• What this exercise asks
• 1. Please retype from the mantid photobook thread the part that opens with the words containing "## SilentDeviL (Jan" and closes with "to try it....".
• 2. In the mantid photobook thread, which three other mantids does CesarF say he will post pictures of once he gets 10 comments?
• 3. Tell whether each statement agrees with the mantid photobook thread, answering yes or no and quoting the deciding words: (a) Mime454 proposes that no one comment. (b) CesarF says his own comments count toward the ten. (c) ShieldMantid1997 says the L1 of this species looks very young.

• Selection

#####

# Photobook of my mantids (from Brazil!)



## CesarF (Jan 21, 2013)

_*Acanthops erosa*_






















*Acanthops erosa *L1 Nymph
















I'll post the other pictures (of Angela sp, Stagmatoptera binotata and Macromusonia) when I get 10 comments xD


----------



## hierodula (Jan 21, 2013)

ceasar, sharing is caring..... you wanna share with me?  Great photos.


----------



## Mime454 (Jan 21, 2013)

No one comment and see how long it takes his resolve to break.


----------



## CesarF (Jan 21, 2013)

Mime454 said:


> No one comment and see how long it takes his resolve to break.


I'll not give up easily!!! o/And my comments don't count!

Tell me what you think, to make me happy and willing to post more! =D


----------



## angelofdeathzz (Jan 21, 2013)

The erosa 2nd pic is the shnizzle!


----------



## SilentDeviL (Jan 21, 2013)

CesarF said:


> I'll not give up easily!!! o/
> 
> And my comments don't count!
> 
> Tell me what you think, to make me happy and willing to post more! =D


Posting more Pic's Don't really help we can just Google Species by name and see the pic's......... Sharing the Species to us would be grateful So we can have a chance to try it....


----------



## Paradoxica (Jan 21, 2013)

Let's see the rest!


----------



## leviatan (Jan 22, 2013)

great species


----------



## ShieldMantid1997 (Jan 22, 2013)

The L1's don't even look like L1's, most species L1's look so different, and young. This species L1 looks like a small version of an older nymph.


----------



## Phyliok (Jan 22, 2013)

Beautiful !


----------



## sally (Jan 22, 2013)

very nice!


----------



## lancaster1313 (Jan 23, 2013)

Great photos of a lovely species.


----------



## Paradoxica (Jan 23, 2013)

I count 10! :clown:


----------



## CesarF (Jan 23, 2013)

#####

Labeled-object pointing entries
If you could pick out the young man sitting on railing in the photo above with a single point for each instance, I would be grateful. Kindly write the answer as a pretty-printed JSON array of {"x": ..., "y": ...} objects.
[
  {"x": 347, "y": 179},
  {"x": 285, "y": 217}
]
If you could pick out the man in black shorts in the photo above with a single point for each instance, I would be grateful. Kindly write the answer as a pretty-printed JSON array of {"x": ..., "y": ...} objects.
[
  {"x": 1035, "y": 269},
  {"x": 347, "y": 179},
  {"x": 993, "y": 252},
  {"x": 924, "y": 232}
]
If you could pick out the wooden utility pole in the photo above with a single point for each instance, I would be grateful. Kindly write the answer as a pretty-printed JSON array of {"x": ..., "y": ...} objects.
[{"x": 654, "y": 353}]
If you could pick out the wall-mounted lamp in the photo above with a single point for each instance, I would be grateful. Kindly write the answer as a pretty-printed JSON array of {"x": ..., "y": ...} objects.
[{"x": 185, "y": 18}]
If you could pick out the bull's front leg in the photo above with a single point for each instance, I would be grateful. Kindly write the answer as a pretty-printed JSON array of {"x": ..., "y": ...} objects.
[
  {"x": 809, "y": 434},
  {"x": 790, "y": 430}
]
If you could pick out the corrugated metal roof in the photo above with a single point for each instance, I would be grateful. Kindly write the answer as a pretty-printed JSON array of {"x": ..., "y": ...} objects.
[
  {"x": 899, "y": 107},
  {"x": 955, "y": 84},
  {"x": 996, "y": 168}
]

#####

• Results in order
• 1.
## SilentDeviL (Jan 21, 2013)

CesarF said:


> I'll not give up easily!!! o/
> 
> And my comments don't count!
> 
> Tell me what you think, to make me happy and willing to post more! =D


Posting more Pic's Don't really help we can just Google Species by name and see the pic's......... Sharing the Species to us would be grateful So we can have a chance to try it....

• 2. Angela sp, Stagmatoptera binotata and Macromusonia.

• 3.
(a) Yes: "No one comment and see how long it takes his resolve to break."
(b) No: "And my comments don't count!"
(c) No: "This species L1 looks like a small version of an older nymph."